-------- Exercise input

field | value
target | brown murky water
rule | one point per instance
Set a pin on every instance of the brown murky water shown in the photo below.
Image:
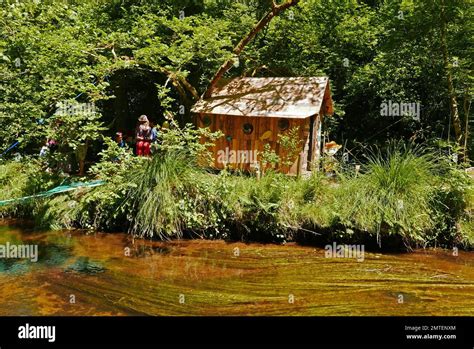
(79, 274)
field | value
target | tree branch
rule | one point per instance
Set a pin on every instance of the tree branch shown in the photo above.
(276, 10)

----------------

▶ _Exercise_
Return every line of the entries above that contains the string "target". Matching is case-sensitive.

▶ _Exercise response_
target | brown murky water
target | tree branch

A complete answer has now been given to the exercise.